___ Excerpted text ___
Lambie said the students "handled it perfectly."
On Monday afternoon, police received a phone call from the principal, alerting authorities that a students in a western civilization class were being held at gunpoint on the campus.
The class was watching a film about Greek myths when Hengel left the classroom after asking to use the restroom. Police believe he then stopped by his locker and returned moments later with a duffle bag.
"I was watching the movie and he came in. I wasn't paying any attention to him and I just saw some of my classmates see the gun and then everything just got really serious," Biehl said in an interview on "Good Morning America" this morning.
Hengel pulled out a gun and shot the movie projector and ordered classmates to hand over their cell phones, police said. He broke his own phone when it rang. He was carrying two pistols and a knife, police said. Additional bullets for the two guns were in the backpack.
Boy Takes Classmates Hostage, But Doesn't Threaten Them
Michael Arnold was one of the students Burd turned away from the classroom. "The door was closed, the lights were out," he said. "But as we started going we immediately heard a loud bang."
Nevertheless, officials said the hostage situation wasn't discovered until a parent, who was concerned his daughter had not answered his phone call, came by the school. Lambie said he went to classroom to find the girl, only to be confronted by Hengel.
"The student threatened me with the gun and told me to step back," Lambie said. Hengel was calm throughout the exchange, he said.
___ Data provided ___
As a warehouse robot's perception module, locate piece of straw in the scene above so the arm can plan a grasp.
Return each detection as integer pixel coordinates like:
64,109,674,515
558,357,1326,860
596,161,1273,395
___
■ **Prompt**
Answer these questions from the hostage article:
1. What was the class watching when Hengel left the classroom?
2. What did Hengel shoot after pulling out a gun?
3. What weapons was Hengel carrying, according to police?
These rows are separate material, unrelated to the hostage article.

■ **Solved exercise**
1. A film about Greek myths.
2. The movie projector.
3. Two pistols and a knife.